Exercise objective
Make an exact copy of the records that follow, with each picture omitted.

+ + + + +

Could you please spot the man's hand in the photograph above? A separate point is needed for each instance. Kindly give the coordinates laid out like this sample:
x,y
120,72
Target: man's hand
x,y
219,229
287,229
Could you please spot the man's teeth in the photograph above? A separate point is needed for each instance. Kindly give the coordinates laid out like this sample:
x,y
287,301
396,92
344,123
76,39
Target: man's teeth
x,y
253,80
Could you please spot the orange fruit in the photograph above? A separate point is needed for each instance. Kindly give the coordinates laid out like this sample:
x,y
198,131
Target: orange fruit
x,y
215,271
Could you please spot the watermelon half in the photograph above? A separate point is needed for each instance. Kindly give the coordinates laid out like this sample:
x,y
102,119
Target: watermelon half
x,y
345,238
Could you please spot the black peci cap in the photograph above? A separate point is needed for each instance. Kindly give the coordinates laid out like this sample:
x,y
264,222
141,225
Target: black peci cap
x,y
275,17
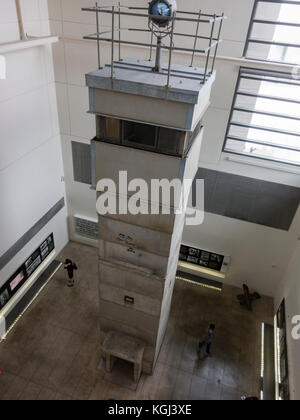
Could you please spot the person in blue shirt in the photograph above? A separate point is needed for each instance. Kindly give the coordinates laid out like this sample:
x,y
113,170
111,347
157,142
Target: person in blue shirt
x,y
70,267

+ + + + +

Answer box
Could you please spot the man's hand in the photograph above? A separate point is needed for each instance. Kindly give the coordinates laid out like this sample:
x,y
120,72
Target: man's hand
x,y
219,229
287,229
Could you please spot the man's teeth in the photograph above? A separate point is needed for each instance. Kindly give the coordinates laid out like this sample:
x,y
287,301
396,92
344,123
76,39
Target: man's teeth
x,y
253,80
Could you please spot the orange fruit in the photograph above? A separate point is needed for each instance. Kindly give the coordinates laid out like this sample:
x,y
198,131
Target: orange fruit
x,y
215,271
Could you please spot the watermelon half in the photograph above? A separate point is needed for each instance. Kindly give the coordinates laid out like this sample:
x,y
102,119
Target: watermelon half
x,y
345,238
Could you please spot the black peci cap in the photograph above? A separate point is needed for each instance. Kindly give the coordinates laid out like this sample:
x,y
264,222
141,225
Target: black peci cap
x,y
275,17
Could you please spot the person in blue shirt in the photograph above? A separate point is needed for each instance. Kindly give the coordinates laid out like this sample:
x,y
113,170
111,347
157,142
Target: person in blue shirt
x,y
70,267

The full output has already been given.